Find and copy each line of the records where the string "below" shows up.

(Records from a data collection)
──────────

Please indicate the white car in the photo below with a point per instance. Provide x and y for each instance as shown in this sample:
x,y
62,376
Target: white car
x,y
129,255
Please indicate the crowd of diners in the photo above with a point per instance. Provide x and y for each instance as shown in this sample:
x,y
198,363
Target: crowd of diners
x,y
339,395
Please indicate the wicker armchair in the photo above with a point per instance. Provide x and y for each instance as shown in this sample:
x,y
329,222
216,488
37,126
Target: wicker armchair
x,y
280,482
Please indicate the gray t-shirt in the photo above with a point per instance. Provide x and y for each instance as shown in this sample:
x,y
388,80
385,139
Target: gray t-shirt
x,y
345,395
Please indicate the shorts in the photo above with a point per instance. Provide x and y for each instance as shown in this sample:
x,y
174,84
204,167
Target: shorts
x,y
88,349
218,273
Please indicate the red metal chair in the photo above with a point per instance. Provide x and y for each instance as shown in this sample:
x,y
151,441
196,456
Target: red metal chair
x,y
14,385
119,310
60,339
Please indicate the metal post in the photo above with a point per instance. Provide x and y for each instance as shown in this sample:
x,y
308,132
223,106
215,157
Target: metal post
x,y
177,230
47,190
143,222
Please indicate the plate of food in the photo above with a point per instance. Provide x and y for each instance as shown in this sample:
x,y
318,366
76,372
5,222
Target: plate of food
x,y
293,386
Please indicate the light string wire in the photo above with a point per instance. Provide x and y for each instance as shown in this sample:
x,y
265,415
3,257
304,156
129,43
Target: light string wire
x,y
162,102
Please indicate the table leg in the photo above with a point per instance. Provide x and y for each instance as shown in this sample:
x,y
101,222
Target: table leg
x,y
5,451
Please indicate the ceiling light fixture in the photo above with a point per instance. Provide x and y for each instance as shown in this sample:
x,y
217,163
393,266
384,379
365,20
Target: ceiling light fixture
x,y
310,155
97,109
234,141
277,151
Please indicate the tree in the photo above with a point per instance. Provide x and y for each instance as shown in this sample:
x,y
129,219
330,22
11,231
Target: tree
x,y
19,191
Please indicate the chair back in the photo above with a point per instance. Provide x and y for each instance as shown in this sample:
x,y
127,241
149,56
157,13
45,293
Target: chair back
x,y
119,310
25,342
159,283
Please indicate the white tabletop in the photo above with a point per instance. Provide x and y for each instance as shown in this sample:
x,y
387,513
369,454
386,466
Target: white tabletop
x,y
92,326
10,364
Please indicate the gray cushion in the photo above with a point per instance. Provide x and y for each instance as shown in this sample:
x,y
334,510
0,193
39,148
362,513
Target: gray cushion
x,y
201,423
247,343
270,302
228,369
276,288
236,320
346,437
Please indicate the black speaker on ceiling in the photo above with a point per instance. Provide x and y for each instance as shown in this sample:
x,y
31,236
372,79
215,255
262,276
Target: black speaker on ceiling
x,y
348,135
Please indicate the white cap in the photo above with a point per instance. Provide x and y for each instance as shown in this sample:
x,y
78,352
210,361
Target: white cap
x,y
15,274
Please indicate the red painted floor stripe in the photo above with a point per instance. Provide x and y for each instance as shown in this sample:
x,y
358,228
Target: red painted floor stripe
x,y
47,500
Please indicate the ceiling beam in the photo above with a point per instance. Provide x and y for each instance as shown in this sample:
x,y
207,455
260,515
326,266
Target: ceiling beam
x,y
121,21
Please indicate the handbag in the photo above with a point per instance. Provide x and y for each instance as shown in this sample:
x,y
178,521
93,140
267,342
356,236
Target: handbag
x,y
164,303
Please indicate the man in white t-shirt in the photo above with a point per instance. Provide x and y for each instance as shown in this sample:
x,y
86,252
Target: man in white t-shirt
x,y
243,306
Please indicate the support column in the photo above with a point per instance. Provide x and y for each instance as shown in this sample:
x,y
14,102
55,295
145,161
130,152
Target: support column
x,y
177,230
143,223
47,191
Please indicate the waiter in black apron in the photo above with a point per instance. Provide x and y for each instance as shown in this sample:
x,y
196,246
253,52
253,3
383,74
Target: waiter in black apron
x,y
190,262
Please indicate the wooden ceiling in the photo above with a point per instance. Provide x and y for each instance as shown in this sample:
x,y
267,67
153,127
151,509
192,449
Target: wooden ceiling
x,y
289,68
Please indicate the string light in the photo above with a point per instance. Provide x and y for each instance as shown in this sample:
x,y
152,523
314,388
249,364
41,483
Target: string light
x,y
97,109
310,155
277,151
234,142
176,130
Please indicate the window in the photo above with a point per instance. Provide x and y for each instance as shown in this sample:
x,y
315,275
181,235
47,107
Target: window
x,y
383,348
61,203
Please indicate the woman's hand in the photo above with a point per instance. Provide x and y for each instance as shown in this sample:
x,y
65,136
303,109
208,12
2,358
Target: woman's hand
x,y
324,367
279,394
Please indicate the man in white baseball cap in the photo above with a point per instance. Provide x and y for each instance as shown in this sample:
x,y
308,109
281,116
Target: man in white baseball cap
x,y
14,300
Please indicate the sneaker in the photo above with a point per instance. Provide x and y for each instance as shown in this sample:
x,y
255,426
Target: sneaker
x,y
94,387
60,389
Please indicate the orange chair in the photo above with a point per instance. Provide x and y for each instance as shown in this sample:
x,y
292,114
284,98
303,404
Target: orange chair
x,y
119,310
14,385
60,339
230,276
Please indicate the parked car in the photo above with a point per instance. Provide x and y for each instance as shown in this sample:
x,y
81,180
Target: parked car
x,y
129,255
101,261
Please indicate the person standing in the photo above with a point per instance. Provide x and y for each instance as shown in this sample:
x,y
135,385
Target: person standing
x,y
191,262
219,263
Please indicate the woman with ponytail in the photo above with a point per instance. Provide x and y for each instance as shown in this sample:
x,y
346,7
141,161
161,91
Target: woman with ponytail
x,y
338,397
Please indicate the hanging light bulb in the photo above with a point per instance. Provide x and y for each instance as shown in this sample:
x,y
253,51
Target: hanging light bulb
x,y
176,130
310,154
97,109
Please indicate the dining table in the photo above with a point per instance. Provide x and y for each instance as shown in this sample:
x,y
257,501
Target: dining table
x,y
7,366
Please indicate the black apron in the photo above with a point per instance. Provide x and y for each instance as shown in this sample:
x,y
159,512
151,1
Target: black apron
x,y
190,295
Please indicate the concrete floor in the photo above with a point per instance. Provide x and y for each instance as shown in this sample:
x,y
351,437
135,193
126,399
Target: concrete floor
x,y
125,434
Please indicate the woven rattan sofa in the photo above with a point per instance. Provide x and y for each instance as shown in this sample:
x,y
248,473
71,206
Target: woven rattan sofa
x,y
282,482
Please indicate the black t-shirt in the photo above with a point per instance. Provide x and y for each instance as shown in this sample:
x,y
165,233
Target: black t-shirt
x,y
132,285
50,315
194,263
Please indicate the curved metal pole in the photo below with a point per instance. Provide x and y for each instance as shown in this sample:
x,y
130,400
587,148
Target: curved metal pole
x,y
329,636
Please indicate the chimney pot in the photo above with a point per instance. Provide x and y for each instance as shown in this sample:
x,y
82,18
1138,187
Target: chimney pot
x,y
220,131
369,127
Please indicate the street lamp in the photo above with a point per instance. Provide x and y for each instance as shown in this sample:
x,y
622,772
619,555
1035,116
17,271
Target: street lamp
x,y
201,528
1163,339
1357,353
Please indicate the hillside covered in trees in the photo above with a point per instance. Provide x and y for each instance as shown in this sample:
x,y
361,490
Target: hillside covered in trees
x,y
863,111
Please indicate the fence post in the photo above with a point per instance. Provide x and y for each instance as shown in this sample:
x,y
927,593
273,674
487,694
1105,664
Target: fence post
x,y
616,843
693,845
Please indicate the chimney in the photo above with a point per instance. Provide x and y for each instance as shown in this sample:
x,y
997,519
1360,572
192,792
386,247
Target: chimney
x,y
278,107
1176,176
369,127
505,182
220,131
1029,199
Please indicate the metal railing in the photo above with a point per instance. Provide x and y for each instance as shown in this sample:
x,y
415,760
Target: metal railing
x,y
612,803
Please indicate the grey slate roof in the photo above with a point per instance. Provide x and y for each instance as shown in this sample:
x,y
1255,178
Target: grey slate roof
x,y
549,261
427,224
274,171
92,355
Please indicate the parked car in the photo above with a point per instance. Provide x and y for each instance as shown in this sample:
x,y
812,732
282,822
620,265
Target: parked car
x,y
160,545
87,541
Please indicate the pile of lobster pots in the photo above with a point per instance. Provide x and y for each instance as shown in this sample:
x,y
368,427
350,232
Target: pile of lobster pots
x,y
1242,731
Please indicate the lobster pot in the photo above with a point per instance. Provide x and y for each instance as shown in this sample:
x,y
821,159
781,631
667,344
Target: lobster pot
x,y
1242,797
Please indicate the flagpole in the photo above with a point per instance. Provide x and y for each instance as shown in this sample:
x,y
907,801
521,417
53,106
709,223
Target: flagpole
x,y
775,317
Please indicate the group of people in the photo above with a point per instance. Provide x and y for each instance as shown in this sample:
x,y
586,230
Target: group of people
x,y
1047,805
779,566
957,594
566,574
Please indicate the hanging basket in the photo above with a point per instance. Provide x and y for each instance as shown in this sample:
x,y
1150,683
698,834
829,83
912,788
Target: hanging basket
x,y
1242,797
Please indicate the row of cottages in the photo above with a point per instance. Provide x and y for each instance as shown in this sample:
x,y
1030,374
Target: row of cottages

──────────

• [Exercise output]
Please indicate the white car in the photo below with a point per instance. Provide x and y for each instance as shown in this sample:
Please indicate the curved metal pole in the photo below with a point per instance. Provide x and y for each instance as shown in this sample:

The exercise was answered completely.